▸ Written task
Exactly reproduce each record listed below.

▸ Data supplied
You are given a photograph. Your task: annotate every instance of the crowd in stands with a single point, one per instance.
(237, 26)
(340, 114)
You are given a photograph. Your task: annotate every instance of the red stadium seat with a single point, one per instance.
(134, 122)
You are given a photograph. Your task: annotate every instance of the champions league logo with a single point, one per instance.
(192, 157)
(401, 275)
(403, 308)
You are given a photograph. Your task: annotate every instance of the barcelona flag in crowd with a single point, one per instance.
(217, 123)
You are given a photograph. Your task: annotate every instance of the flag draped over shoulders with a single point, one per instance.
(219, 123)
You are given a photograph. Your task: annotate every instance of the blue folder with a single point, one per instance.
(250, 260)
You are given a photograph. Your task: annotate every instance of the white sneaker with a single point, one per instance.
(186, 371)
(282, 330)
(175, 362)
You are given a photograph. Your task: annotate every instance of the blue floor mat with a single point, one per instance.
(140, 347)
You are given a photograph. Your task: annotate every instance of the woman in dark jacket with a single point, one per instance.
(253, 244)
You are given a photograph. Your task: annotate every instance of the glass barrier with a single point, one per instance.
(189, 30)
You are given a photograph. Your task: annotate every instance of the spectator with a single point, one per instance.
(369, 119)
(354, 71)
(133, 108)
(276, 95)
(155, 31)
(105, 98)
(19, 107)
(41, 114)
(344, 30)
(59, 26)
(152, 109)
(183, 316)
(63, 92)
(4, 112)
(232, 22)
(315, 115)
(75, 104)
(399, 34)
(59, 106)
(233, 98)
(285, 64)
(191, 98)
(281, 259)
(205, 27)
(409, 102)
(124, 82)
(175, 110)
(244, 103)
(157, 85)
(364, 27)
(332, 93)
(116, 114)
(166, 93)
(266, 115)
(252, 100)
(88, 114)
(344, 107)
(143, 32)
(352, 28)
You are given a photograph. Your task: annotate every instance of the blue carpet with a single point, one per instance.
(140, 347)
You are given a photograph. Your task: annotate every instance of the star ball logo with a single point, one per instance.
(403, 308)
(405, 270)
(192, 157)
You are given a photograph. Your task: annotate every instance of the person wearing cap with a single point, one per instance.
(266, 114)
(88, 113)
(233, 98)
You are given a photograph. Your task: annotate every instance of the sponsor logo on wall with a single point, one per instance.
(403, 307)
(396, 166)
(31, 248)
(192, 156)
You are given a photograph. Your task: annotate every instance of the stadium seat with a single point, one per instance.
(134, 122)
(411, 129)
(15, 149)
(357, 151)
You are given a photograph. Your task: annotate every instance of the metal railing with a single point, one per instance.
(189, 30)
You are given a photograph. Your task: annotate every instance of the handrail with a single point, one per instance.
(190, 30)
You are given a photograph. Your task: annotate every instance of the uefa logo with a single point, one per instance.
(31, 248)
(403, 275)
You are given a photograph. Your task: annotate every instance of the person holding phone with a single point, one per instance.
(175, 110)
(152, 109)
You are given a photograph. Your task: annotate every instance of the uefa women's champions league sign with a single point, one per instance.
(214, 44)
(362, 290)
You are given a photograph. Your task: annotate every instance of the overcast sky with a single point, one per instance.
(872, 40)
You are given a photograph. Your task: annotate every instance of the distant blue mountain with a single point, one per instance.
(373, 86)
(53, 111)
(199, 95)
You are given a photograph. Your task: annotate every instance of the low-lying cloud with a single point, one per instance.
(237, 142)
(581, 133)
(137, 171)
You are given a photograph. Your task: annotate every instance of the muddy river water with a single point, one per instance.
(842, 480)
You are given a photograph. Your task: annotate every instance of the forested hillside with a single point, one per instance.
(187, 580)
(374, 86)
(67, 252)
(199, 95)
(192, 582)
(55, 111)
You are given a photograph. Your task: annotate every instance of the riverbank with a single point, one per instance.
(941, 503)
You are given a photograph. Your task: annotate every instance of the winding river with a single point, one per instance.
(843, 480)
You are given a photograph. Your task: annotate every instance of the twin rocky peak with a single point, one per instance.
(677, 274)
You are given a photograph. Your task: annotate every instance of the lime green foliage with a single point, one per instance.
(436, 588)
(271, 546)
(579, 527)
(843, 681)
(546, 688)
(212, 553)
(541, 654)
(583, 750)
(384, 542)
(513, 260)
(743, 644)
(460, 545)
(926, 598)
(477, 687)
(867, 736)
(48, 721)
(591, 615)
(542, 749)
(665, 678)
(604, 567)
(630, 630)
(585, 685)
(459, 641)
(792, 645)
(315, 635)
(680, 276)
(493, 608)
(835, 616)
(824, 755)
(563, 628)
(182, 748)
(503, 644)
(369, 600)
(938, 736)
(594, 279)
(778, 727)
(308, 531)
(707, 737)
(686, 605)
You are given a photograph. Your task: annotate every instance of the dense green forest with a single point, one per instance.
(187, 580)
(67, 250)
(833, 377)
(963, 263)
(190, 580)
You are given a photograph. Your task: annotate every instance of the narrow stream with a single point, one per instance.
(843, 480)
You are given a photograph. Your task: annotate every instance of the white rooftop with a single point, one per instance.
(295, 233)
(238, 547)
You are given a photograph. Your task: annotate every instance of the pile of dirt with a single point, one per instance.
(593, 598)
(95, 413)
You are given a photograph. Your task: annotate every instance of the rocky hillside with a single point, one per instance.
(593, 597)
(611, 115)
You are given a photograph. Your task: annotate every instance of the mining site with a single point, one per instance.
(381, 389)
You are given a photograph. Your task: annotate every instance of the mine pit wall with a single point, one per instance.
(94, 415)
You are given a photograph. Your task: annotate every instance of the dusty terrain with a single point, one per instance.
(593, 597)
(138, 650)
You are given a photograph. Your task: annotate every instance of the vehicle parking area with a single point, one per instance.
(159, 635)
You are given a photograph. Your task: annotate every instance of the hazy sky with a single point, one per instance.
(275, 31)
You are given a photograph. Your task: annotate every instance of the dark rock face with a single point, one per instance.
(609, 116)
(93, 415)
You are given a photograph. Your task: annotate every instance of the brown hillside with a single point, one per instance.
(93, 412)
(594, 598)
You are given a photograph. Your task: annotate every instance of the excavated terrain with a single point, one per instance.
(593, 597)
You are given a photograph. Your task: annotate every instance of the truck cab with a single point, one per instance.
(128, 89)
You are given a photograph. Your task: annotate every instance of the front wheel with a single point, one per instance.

▸ Solution to this task
You are given a photograph. Your task: annotate every instance of the crowd in stands with a single point, one per instance.
(237, 26)
(340, 114)
You are given a photograph. Your task: annotate every instance of the red stadium seat with a single point, one per instance.
(134, 122)
You are given a photograph. Your task: annotate every instance of the champions league logo with a single point, one per instance.
(192, 157)
(401, 275)
(403, 308)
You are given a photograph. Your task: annotate every instance of the barcelona flag in crowd with a single point, one per instance.
(217, 123)
You are given a photograph. Your task: annotate every instance of the flag draped over shoulders with a single point, one per instance.
(219, 123)
You are given a photograph. Your task: annotate every instance of the blue folder with a single point, one per instance.
(250, 260)
You are given a photograph. Your task: annotate every instance of the white sneaker with a single point, one per instance.
(186, 371)
(282, 330)
(175, 362)
You are given a photograph. Your task: annotate every instance of the blue floor mat with a single point, one per instance.
(140, 347)
You are given a photograph. Your task: annotate every instance of the woman in dark jacket with a single point, one per instance.
(253, 244)
You are given a photograph. Your task: annotate every instance of the glass barrier with a single point, one per instance.
(189, 30)
You are given a photograph. Your task: annotate every instance of the spectator with a single point, one per instance.
(369, 119)
(354, 71)
(133, 108)
(276, 95)
(155, 31)
(105, 98)
(19, 107)
(41, 114)
(344, 30)
(59, 26)
(152, 109)
(183, 316)
(63, 92)
(4, 112)
(232, 22)
(315, 115)
(75, 104)
(399, 34)
(59, 106)
(233, 98)
(285, 64)
(191, 98)
(281, 259)
(205, 27)
(409, 102)
(124, 82)
(175, 110)
(244, 103)
(157, 85)
(364, 27)
(332, 93)
(116, 114)
(166, 93)
(266, 115)
(252, 100)
(88, 114)
(344, 107)
(143, 32)
(352, 28)
You are given a photograph. Your task: annotate every instance of the blue carpet with a single point, one per instance.
(140, 347)
You are given a photograph. Your task: annotate every instance of the star ball logo with a single point, one per instance.
(403, 308)
(405, 270)
(192, 157)
You are given a photograph. Your task: annotate every instance of the person wearing cap with a single point, one per instance.
(266, 114)
(88, 113)
(233, 98)
You are given a photograph. Your task: annotate every instance of the sponsor logo on wall with a single point, one per instance.
(403, 307)
(396, 166)
(31, 248)
(192, 156)
You are given a photograph. Your task: annotate every instance of the stadium seat with a single point, one per instance.
(134, 122)
(411, 129)
(15, 149)
(357, 151)
You are given a photograph. Your task: annotate every instance of the metal railing with a single point, one per instance.
(189, 30)
You are given a photograph. Your task: annotate every instance of the handrail with a single point, one per instance.
(190, 30)
You are given a photograph. Your task: annotate every instance of the uefa logo with a single point, one per instance.
(31, 248)
(403, 275)
You are given a photograph. Your task: annotate every instance of the person holding phone with a single point, one per instance.
(175, 110)
(152, 109)
You are given a photograph. Your task: annotate every instance of the uefa women's champions league sign with a single point, one per instance.
(214, 44)
(362, 290)
You are given a photograph. Your task: annotate every instance of the overcast sky with a single point, one per instance.
(872, 40)
You are given a photograph. Your task: annotate every instance of the distant blue mountain with a single point, one per instance.
(373, 86)
(53, 111)
(199, 95)
You are given a photograph. Your task: annotate every instance of the low-lying cloud with a single point, one per instance.
(237, 142)
(581, 133)
(137, 171)
You are given a photograph. Your task: annotate every instance of the muddy river water with a single point, one per instance.
(842, 480)
You are given a photograph. Your task: annotate every instance of the forested hillside with a single point, one per instance.
(187, 580)
(374, 86)
(67, 252)
(199, 95)
(192, 582)
(55, 111)
You are given a photograph. Your task: annotate every instance of the riverbank with a single point, one per instance.
(941, 503)
You are given a photograph. Your task: annotate every instance of the winding river with a single point, one per instance.
(843, 480)
You are given a photograph. Your task: annotate every instance of the twin rocky peak with a single point, one per instance.
(677, 274)
You are given a photograph. Your task: annotate every instance of the lime green foliage with a single point, one per instance.
(436, 588)
(271, 546)
(579, 527)
(843, 681)
(546, 688)
(212, 553)
(541, 654)
(583, 750)
(384, 542)
(513, 260)
(743, 644)
(460, 545)
(926, 598)
(477, 687)
(867, 736)
(48, 721)
(591, 615)
(542, 749)
(665, 678)
(604, 567)
(630, 630)
(585, 685)
(459, 641)
(792, 645)
(315, 635)
(680, 276)
(493, 608)
(835, 616)
(824, 755)
(563, 628)
(182, 748)
(503, 644)
(369, 600)
(938, 736)
(594, 279)
(778, 727)
(308, 531)
(707, 737)
(686, 605)
You are given a photograph. Your task: annotate every instance of the dense green forest with a single point, one per instance.
(187, 580)
(67, 250)
(833, 377)
(963, 263)
(190, 580)
You are given a photograph. Your task: annotate every instance of the narrow stream with a single point, one per instance.
(843, 480)
You are given a photograph. Your task: annotate every instance of the white rooftop with a single point, one per instance.
(295, 233)
(238, 547)
You are given a photograph. Your task: annotate every instance of the pile of dirt with a single point, one per instance.
(593, 598)
(95, 413)
You are given a photograph. Your task: annotate every instance of the rocky hillside with a single point, one per instance.
(593, 597)
(611, 115)
You are given a photograph. Your task: annotate every instance of the mining site with a single point, one per instance.
(381, 389)
You are given a photograph. Your task: annotate every instance of the mine pit wall with a single point, one per instance.
(94, 415)
You are given a photograph. Your task: annotate every instance of the dusty terrain with a single point, one per instance.
(593, 597)
(138, 650)
You are given a photograph. Your task: annotate every instance of the vehicle parking area with a single point, one per instance.
(159, 635)
You are given a photograph. Your task: annotate every instance of the hazy sky with a single point, one per instance.
(275, 31)
You are given a photograph. Your task: annotate every instance of the dark rock face with a single point, one per instance.
(609, 116)
(93, 415)
You are given a photograph. Your task: annotate every instance of the brown hillside with a single point, one per instance.
(93, 412)
(594, 598)
You are given a photograph. Your task: annotate every instance of the excavated terrain with a single point, one per instance.
(593, 597)
You are given a photograph. Your task: annotate every instance of the truck cab with a single point, one per instance.
(128, 89)
You are given a photograph. Your task: annotate every instance of the front wheel with a single point, one per instance.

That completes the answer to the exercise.